Directive
Repeat the data below word for word, keeping every line.

The records
━━━━━━

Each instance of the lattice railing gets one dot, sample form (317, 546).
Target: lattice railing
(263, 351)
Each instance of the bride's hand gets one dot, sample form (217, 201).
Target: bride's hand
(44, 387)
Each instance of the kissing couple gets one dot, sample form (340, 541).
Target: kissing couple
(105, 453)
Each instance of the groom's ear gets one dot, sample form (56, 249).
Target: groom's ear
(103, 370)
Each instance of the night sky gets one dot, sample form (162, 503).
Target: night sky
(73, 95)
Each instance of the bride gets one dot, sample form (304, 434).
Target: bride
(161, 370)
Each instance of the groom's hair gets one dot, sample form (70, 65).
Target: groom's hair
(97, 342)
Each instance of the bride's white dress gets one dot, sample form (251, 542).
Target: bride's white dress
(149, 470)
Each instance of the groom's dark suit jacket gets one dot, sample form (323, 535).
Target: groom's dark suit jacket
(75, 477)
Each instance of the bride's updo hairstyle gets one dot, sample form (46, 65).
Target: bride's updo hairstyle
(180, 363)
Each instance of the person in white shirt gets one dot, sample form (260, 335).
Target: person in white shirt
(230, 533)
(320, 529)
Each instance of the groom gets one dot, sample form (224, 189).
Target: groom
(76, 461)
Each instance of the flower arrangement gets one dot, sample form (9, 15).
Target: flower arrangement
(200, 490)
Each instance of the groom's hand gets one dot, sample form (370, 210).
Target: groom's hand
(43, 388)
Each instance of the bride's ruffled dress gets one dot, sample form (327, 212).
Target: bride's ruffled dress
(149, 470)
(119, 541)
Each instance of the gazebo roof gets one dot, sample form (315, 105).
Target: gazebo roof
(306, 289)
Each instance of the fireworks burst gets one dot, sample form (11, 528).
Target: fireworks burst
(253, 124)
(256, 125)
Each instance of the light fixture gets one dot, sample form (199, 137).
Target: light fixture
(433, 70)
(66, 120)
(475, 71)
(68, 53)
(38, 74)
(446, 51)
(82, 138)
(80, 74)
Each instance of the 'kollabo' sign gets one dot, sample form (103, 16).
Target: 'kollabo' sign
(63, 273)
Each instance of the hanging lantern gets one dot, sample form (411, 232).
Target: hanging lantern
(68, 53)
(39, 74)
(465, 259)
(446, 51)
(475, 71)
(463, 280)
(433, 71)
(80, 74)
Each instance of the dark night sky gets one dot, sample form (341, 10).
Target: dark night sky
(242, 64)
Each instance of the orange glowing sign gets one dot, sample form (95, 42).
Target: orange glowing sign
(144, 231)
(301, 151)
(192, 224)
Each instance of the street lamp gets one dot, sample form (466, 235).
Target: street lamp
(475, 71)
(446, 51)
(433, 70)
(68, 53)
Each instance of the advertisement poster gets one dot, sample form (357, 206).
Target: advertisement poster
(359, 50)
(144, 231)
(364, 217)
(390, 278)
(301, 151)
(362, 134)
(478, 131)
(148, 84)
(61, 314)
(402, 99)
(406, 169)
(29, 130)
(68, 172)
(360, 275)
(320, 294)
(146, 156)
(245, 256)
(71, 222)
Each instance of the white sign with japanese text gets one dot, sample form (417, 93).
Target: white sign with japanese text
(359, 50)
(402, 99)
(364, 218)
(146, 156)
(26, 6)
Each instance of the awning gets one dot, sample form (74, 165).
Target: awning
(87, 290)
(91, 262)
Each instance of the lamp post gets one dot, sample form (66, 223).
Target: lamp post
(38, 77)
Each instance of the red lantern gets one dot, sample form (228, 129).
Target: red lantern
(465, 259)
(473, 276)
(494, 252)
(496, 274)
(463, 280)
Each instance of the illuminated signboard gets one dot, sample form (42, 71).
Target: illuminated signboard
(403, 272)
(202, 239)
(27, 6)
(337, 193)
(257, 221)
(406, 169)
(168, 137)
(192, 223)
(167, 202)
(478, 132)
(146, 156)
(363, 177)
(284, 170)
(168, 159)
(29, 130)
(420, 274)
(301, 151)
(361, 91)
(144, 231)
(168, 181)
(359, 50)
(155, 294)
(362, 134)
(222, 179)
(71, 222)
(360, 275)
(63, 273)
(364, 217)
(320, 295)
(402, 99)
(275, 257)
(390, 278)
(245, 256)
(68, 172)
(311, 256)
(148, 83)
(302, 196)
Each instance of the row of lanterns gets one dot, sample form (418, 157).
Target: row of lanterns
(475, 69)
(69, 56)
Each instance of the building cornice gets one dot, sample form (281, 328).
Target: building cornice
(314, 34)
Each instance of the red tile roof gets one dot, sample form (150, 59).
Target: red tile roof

━━━━━━

Correct answer
Each instance of the lattice railing gets one dot, sample form (317, 546).
Target: lattice railing
(263, 351)
Each instance of the bride's hand gets one dot, sample form (217, 201).
Target: bride's hand
(44, 387)
Each instance of the kissing couple gets one dot, sample form (340, 541).
Target: kissing couple
(105, 453)
Each instance of the groom's ear gets one dot, sample form (56, 249).
Target: groom's ear
(103, 370)
Each instance of the night sky gets one dot, sample form (162, 503).
Target: night sky
(73, 95)
Each instance of the bride gets one dot, sample form (304, 434).
Target: bride
(161, 370)
Each instance of the groom's hair gets one dot, sample form (70, 65).
Target: groom's hair
(97, 342)
Each instance of the bride's white dress gets one dot, sample form (251, 542).
Target: bride's white dress
(149, 470)
Each instance of the groom's dark suit jacket gets one dot, sample form (323, 535).
Target: groom's dark suit jacket
(75, 477)
Each instance of the bride's updo hairstyle gets one dot, sample form (46, 65).
Target: bride's updo hairstyle
(180, 363)
Each instance of the person in white shirt gets one dot, sample form (260, 335).
Target: person in white shirt
(230, 533)
(320, 529)
Each instance of the groom gets one dot, sample form (224, 189).
Target: groom
(76, 461)
Each instance of the flower arrangement gets one dot, sample form (9, 15).
Target: flower arrangement
(200, 490)
Each instance of the groom's hand gets one dot, sample form (370, 210).
Target: groom's hand
(43, 388)
Each instance of the bride's ruffled dress gets one dot, sample form (327, 212).
Target: bride's ruffled dress
(149, 470)
(119, 541)
Each instance of the gazebo roof gets one dot, sample form (315, 105).
Target: gazebo roof
(306, 289)
Each instance of the fireworks burst gets one dot, sample form (11, 528).
Target: fireworks burst
(253, 124)
(256, 125)
Each instance of the light fixture gets one dot, sample form (199, 137).
Target: light fixture
(433, 70)
(66, 120)
(475, 71)
(68, 53)
(38, 74)
(446, 51)
(82, 138)
(80, 74)
Each instance of the 'kollabo' sign gets one dot, sample form (103, 16).
Target: 'kollabo' sign
(63, 273)
Each instance of the hanging lantern gets one dot, sample form (411, 232).
Target: hanging lantern
(68, 53)
(39, 74)
(465, 259)
(446, 51)
(475, 71)
(463, 280)
(433, 71)
(80, 74)
Each instance of the dark night sky gets one dot, sample form (341, 10).
Target: dark night sky
(242, 64)
Each instance of the orange glowing sign gets one dot, sample form (95, 42).
Target: orange glowing sign
(144, 231)
(301, 151)
(192, 224)
Each instance of the street lamp gets one dot, sample form (466, 235).
Target: street lamp
(475, 71)
(446, 51)
(433, 70)
(68, 53)
Each instance of the advertisement poster gets one dot, sample form (357, 206).
Target: advertisement poster
(359, 50)
(144, 231)
(364, 217)
(390, 278)
(301, 151)
(362, 134)
(478, 131)
(148, 84)
(61, 314)
(402, 99)
(406, 169)
(29, 130)
(68, 172)
(360, 275)
(320, 294)
(146, 156)
(245, 256)
(71, 222)
Each instance of the white sign with japanese text gets one dot, sample form (417, 93).
Target: white sign with japanese text
(359, 50)
(402, 99)
(364, 218)
(146, 156)
(26, 6)
Each instance of the awning gets one dot, sample form (74, 165).
Target: awning
(87, 290)
(91, 262)
Each instance of the lamp post gets one dot, sample form (66, 223).
Target: lamp post
(38, 77)
Each instance of the red lantern gets one dot, sample form (228, 129).
Target: red lantern
(465, 259)
(473, 276)
(494, 252)
(496, 274)
(463, 280)
Each instance of the illuminated signboard gets one dot, sample form (42, 71).
Target: illuminated signboard
(403, 272)
(202, 239)
(27, 6)
(337, 193)
(257, 221)
(406, 169)
(168, 137)
(192, 223)
(167, 202)
(478, 132)
(146, 156)
(363, 177)
(284, 170)
(168, 159)
(29, 130)
(420, 274)
(301, 151)
(361, 91)
(144, 231)
(168, 181)
(359, 50)
(155, 294)
(362, 134)
(222, 179)
(71, 222)
(360, 275)
(63, 273)
(364, 217)
(320, 295)
(402, 99)
(275, 257)
(390, 278)
(245, 256)
(68, 172)
(311, 256)
(148, 83)
(302, 196)
Each instance of the row of lanterns gets one dot, sample form (418, 157).
Target: row of lanterns
(475, 69)
(69, 56)
Each instance of the building cornice gets one dot, sample form (281, 328).
Target: building cornice
(314, 34)
Each instance of the red tile roof gets one dot, sample form (150, 59).
Target: red tile roof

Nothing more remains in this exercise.